begin Passage to read
[cairo] Cairo 1.3 performance loss

Mon Jan 29 03:25:13 PST 2007

Hi,

On Thu, 2007-01-25 at 09:06 -0800, Carl Worth wrote:
> On Wed, 24 Jan 2007 15:48:55 +0200, Jorn Baayen wrote:
> > Comparing cairo 1.2.4 and 1.3.12 on ARM, a performance loss of 2% is
> > observed when drawing GTK+ widgets[1]. On closer inspection, it turns
> > out that the new tessellator may be to blame.
> ...
> > [1] http://folks.o-hand.com/~jorn/cairo-benchmarks/
> 
> I see a lot of different profiles and things there. Can you guide me
> through your analysis in a bit more detail? Where do you see the 2%
> performance change? And where do you make a connection with the
> tessellator?

What we're looking here is at the output and profiles of the following
tests:

Constantly redrawing
 o an empty GtkEntry (results in $CAIRO_VERSION/gtkentry/)
 o a non-empty GtkLabel (results in $CAIRO_VERSION/gtklabel/)
for one minute. The amount of times the widget was redrawn is written to
timewidgets.txt.

While a test is run, oprofile runs. The full oprofile profile is dumped
in full-profile.txt (in the same dir as above), and for convenience the
individual profiles of cairo, pango, and gtk are also dumped in separate
files.

The versions of other libraries in the stack are constant. These
include:
o Pango 1.15.2
o Gtk+ 2.10.6 (And GTK+ 2.6.7 in 'no-cairo')

Now, if we look at the GtkEntry drawing test for cairo 1.2.4, we see
that a GtkEntry was drawn 6181 times. This figure is 6035 for cairo
1.3.12, which is a loss of ~ 2%.

(But if we look at GtkLabel for the same cairo versions, we get the
numbers 733 and 750, representing a performance gain of ~ 2%.)
end Passage to read
begin Dataset content
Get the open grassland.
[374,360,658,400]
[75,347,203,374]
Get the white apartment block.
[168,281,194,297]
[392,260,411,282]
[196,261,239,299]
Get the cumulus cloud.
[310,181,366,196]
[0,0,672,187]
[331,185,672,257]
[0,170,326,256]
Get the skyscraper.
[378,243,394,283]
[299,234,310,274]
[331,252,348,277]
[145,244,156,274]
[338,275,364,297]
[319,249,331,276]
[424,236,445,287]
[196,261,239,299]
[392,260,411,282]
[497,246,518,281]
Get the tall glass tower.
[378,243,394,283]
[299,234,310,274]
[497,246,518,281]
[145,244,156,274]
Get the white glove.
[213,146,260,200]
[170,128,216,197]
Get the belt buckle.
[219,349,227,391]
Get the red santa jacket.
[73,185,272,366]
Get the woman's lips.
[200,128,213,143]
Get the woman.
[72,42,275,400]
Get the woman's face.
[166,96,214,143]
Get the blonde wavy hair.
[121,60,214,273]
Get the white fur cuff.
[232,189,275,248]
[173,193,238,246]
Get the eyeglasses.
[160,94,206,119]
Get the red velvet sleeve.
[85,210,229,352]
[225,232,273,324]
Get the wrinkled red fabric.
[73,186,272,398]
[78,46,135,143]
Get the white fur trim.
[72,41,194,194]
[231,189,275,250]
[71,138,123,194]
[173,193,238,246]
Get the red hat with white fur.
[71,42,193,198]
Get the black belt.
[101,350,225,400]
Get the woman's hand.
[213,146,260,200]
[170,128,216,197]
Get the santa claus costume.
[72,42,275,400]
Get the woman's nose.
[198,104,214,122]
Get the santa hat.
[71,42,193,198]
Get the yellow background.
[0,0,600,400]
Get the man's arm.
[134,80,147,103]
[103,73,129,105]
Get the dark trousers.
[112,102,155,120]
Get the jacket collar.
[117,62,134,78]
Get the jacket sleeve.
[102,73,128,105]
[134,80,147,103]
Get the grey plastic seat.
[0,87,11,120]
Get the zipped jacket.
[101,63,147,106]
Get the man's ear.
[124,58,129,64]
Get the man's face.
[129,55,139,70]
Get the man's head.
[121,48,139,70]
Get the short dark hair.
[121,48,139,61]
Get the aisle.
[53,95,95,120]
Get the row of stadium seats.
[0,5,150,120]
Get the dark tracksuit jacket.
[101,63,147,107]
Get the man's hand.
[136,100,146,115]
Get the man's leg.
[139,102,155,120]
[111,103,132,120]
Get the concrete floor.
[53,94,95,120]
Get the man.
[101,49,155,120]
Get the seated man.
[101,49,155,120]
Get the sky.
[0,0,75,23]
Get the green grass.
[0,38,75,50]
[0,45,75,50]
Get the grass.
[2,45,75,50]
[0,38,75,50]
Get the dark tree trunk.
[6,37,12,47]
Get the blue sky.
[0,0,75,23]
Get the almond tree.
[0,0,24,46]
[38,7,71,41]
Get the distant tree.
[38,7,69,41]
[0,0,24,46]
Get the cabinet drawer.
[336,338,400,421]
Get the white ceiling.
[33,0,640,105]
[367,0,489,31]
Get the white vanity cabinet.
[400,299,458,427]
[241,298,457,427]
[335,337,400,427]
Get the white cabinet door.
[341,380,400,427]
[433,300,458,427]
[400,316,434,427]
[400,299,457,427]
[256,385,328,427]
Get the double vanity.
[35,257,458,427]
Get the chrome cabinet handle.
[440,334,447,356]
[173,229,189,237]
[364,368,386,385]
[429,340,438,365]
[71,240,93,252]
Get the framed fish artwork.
end Dataset content
:: Objectives ::
1/ In the cairo performance post, how many times was a GtkEntry drawn with cairo 1.2.4?
2/ Reproduce the passage of the cairo performance post between "Constantly redrawing" and "timewidgets.txt.", inclusive.
The rows have no connection to the cairo performance post.

:: Solved tasks ::
1/ 6181 times.

2/
Constantly redrawing
 o an empty GtkEntry (results in $CAIRO_VERSION/gtkentry/)
 o a non-empty GtkLabel (results in $CAIRO_VERSION/gtklabel/)
for one minute. The amount of times the widget was redrawn is written to
timewidgets.txt.